Archiwum Polityki

Coraz bliżej ściany

Rada Polityki Pieniężnej znowu obniżyła podstawowe stopy procentowe, tym razem o 0,5–1 proc. Nie usatysfakcjonowało to rządu ani nie zdziwiło analityków. Rząd uważa, że redukcja jest ciągle zbyt nieśmiała, nie doprowadzi do spadku kosztów kredytu i autentycznego pobudzenia gospodarki. Analitycy są zdania, że przy ciągle malejącej inflacji taki ruch co prawda był dopuszczalny, ale jednocześnie RPP jest już blisko granicy, kiedy to dalsze obniżki mogą doprowadzić do niekontrolowanego wzrostu akcji kredytowej, popytu ze strony przedsiębiorstw, ludności i w konsekwencji znacznego wzrostu cen w 2003 r. Pocieszające jest, że mimo diametralnie różnych ocen sytuacji i wyraźnej trudności w podtrzymywaniu dialogu z Radą rząd i liderzy SLD ograniczyli jednak kierowane na nią ataki. Bardziej radykalni i ciągle dążący do konfrontacji ludowcy pozostali osamotnieni. Teraz atmosfera wokół RPP powinna się więc uspokoić z korzyścią dla wszystkich. Najwięcej wiary w polską gospodarkę i tak ma jednak zagraniczny kapitał, bo mimo obniżki stóp i spadku opłacalności krótkoterminowych inwestycji złoty trzyma się nader krzepko. Musielibyśmy nieźle nabroić, żeby to się w najbliższych tygodniach miało zmienić.

━━━━

### Opis zadania
Odpowiedz na podstawie tekstu źródłowego na trzy pytania:
1. O ile Rada Polityki Pieniężnej obniżyła tym razem podstawowe stopy procentowe?
2. W którym roku, zdaniem analityków, dalsze obniżki mogą doprowadzić do znacznego wzrostu cen?
3. Czyja waluta mimo obniżki stóp „trzyma się nader krzepko”?
Opieraj się wyłącznie na tekście źródłowym.

━━━━

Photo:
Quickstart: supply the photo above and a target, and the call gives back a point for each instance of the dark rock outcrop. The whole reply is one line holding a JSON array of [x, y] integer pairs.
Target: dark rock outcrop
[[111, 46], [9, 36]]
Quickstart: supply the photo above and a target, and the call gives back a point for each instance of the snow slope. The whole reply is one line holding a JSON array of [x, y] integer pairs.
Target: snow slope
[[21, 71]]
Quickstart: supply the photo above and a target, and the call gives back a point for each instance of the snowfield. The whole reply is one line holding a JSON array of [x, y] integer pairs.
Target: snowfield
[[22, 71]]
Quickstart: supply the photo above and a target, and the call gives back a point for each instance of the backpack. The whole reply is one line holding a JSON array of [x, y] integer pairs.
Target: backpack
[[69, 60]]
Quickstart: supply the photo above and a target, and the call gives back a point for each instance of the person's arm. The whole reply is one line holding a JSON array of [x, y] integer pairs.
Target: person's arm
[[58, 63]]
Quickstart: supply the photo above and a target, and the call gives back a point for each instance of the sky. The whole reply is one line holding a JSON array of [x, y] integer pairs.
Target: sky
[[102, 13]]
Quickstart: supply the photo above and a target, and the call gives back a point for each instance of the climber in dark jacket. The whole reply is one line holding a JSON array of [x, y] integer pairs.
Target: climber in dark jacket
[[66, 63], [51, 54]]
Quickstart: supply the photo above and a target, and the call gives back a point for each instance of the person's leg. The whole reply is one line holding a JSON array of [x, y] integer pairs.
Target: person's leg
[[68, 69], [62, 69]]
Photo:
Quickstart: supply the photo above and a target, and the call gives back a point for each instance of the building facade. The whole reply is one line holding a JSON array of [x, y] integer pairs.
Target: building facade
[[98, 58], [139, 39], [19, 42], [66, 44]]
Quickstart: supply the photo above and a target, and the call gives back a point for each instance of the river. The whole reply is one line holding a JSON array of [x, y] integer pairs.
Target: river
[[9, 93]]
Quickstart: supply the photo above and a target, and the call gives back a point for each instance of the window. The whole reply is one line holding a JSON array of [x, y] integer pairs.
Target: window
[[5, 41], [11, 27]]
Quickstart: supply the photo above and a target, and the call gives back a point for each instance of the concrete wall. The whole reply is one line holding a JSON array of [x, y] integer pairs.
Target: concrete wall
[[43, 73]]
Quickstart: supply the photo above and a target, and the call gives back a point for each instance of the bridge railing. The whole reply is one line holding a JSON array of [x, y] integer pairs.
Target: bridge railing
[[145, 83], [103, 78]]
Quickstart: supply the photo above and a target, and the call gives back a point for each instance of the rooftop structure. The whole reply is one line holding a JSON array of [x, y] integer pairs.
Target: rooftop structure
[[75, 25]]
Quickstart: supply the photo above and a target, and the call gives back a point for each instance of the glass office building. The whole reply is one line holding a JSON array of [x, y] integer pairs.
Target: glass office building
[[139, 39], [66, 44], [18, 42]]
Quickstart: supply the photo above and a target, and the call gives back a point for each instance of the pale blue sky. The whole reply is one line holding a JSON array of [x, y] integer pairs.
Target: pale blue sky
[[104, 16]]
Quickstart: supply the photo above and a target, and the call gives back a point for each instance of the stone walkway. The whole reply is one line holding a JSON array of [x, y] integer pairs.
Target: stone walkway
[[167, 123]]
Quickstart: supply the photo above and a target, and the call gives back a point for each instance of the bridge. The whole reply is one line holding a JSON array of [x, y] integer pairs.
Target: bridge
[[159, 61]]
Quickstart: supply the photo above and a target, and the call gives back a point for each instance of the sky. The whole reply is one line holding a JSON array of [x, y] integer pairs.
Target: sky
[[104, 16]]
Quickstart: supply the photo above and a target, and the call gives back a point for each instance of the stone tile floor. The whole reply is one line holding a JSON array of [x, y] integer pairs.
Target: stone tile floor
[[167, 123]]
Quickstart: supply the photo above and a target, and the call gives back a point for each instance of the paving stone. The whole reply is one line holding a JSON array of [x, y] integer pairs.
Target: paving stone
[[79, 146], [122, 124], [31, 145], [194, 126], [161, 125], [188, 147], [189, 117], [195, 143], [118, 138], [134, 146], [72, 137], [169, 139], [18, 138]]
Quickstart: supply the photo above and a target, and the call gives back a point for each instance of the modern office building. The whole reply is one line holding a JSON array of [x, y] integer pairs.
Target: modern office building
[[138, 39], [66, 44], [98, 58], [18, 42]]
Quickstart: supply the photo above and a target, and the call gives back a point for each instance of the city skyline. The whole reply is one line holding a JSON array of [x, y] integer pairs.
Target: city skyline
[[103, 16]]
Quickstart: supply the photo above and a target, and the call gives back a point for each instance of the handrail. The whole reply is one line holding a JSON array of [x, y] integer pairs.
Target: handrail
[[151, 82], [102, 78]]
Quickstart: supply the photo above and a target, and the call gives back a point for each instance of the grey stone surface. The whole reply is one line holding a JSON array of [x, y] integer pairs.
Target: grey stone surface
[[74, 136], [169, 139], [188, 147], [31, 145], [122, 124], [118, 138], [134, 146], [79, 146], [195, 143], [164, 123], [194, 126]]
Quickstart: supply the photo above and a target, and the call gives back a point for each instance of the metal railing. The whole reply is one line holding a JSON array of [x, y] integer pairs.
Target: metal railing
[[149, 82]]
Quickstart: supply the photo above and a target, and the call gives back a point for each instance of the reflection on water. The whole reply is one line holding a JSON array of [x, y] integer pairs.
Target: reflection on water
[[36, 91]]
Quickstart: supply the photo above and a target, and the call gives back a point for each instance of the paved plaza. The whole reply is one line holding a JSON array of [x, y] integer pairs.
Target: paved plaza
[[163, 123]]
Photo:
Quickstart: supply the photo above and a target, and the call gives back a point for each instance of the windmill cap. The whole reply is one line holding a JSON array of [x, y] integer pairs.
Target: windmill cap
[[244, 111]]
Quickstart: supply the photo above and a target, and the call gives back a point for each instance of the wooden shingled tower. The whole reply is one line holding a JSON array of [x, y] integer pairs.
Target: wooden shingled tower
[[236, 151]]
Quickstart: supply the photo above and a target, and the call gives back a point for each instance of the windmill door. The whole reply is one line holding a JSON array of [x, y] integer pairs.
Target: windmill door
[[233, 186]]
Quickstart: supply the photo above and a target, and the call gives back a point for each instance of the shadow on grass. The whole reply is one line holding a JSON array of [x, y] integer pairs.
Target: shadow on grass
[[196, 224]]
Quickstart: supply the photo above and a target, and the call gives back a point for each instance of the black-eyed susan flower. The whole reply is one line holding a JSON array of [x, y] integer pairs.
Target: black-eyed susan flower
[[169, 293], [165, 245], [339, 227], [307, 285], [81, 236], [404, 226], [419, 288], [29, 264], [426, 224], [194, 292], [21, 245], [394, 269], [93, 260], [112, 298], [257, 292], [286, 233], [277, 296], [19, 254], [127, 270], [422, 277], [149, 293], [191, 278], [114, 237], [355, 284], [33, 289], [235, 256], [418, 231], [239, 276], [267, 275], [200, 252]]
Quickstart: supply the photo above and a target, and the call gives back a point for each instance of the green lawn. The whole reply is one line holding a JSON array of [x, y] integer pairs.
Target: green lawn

━━━━

### Odpowiedź
1. O 0,5–1 proc.
2. W 2003 r.
3. Złoty.